• [WORK INSTRUCTIONS]: Each line of the material holding the word "vent" must be identified and copied.

[Opening INPUT section]

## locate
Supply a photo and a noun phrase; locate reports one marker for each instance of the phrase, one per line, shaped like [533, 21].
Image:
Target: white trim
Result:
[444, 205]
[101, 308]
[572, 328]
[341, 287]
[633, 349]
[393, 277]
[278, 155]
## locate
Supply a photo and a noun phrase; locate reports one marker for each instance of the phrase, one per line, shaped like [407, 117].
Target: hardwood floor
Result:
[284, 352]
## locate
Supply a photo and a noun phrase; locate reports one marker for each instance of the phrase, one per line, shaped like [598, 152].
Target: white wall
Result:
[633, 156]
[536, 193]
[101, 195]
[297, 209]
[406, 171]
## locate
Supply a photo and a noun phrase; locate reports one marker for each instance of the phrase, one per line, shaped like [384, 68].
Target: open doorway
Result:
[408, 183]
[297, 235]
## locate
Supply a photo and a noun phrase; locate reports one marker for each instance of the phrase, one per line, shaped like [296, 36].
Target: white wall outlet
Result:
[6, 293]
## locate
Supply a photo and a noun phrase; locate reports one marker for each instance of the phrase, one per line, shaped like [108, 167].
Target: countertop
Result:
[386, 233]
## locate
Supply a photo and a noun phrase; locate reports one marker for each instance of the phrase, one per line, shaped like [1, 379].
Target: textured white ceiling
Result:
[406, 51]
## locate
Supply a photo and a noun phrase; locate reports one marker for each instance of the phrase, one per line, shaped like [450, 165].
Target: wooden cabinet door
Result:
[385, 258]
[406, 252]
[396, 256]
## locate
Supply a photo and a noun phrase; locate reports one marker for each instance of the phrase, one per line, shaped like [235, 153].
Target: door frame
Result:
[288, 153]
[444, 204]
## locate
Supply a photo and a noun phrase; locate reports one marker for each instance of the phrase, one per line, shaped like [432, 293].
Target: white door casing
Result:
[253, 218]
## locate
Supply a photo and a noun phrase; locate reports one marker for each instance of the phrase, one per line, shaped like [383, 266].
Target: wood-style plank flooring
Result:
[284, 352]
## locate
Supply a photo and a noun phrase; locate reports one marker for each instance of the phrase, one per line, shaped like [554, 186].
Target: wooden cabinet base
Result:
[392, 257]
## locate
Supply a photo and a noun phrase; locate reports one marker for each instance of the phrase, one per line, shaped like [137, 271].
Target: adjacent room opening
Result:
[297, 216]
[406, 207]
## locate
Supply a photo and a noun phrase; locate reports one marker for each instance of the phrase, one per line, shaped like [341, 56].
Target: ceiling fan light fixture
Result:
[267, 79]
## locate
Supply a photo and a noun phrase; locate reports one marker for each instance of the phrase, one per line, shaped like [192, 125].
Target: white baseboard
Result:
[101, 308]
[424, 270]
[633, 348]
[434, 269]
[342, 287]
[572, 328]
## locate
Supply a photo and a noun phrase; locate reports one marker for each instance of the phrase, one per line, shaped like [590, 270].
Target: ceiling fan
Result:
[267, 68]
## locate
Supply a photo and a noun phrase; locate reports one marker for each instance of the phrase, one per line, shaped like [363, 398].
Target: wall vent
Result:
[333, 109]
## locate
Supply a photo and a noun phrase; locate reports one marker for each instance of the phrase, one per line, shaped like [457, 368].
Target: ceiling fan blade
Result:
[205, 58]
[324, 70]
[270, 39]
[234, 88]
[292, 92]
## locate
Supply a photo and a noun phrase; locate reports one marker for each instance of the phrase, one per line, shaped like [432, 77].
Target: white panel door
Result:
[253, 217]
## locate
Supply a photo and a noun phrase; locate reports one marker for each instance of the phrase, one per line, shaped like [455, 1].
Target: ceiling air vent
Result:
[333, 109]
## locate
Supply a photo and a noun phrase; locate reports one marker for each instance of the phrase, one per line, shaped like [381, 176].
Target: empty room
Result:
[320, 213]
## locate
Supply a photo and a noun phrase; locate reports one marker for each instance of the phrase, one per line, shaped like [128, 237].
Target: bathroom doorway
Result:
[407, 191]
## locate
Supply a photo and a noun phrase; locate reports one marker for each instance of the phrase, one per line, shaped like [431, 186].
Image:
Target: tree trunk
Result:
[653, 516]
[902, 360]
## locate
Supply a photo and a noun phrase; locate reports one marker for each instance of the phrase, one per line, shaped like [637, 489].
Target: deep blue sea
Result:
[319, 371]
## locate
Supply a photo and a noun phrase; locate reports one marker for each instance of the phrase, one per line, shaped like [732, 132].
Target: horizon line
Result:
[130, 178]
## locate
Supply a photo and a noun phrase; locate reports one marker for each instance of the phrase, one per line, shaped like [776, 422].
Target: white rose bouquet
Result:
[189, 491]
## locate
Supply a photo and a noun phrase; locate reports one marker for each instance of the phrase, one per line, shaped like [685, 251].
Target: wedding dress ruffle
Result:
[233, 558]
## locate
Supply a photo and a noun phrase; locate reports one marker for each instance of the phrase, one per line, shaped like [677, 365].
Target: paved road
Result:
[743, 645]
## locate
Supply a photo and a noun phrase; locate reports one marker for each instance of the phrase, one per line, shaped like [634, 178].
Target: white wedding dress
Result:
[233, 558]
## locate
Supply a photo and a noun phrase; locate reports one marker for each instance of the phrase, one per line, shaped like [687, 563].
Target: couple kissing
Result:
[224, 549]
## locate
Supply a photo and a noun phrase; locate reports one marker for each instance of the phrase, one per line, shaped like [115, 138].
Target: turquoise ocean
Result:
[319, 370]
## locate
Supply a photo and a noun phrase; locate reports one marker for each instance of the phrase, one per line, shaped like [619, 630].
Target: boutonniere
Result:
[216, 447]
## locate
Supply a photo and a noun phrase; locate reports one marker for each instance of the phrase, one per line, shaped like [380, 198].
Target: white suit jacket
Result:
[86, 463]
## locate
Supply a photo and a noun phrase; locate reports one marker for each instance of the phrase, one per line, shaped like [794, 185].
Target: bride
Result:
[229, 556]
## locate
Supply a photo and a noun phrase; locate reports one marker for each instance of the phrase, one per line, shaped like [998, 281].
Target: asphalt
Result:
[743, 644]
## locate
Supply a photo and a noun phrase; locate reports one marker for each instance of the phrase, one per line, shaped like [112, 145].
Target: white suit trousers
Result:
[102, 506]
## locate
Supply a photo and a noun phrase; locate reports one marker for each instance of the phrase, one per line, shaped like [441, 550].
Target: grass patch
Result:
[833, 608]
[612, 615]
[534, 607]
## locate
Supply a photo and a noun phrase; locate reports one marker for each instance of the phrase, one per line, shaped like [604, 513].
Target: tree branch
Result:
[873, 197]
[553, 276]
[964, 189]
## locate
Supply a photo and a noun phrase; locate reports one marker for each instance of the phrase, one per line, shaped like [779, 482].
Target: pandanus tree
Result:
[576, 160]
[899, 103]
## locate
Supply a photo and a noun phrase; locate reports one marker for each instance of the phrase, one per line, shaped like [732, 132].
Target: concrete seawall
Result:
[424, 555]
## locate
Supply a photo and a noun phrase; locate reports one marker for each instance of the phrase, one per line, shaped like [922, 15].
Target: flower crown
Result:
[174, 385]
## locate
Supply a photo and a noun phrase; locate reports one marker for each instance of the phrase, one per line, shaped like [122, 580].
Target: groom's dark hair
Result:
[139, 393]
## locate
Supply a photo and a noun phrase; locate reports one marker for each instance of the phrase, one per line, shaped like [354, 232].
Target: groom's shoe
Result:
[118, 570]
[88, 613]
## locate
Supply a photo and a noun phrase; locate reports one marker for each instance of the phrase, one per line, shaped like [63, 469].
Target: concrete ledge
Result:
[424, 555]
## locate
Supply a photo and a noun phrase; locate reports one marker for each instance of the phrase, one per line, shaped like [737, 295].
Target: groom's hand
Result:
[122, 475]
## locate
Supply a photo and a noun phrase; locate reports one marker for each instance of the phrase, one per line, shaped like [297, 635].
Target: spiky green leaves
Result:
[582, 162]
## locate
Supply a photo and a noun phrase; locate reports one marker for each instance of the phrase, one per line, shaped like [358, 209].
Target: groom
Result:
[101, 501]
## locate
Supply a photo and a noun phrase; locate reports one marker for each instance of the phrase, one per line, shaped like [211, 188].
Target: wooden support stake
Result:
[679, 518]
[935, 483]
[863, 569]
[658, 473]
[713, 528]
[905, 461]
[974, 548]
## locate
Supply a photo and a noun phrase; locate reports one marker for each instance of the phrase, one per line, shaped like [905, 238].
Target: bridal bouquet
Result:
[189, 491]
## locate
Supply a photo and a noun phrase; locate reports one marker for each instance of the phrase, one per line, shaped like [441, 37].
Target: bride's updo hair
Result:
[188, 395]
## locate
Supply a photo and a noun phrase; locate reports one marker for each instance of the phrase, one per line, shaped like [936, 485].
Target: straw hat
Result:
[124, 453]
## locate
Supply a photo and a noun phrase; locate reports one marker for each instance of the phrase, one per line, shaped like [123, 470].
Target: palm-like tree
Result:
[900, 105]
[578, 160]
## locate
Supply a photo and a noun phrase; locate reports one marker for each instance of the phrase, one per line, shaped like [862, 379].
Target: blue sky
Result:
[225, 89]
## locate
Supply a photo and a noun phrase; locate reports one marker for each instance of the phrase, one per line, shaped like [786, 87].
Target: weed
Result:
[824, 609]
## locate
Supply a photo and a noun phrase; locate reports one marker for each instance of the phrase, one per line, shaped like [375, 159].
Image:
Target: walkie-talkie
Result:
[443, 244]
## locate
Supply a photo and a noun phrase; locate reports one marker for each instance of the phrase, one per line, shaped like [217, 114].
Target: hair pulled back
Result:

[Closing INPUT section]

• [TASK SOLUTION]:
Target: wall vent
Target: ceiling air vent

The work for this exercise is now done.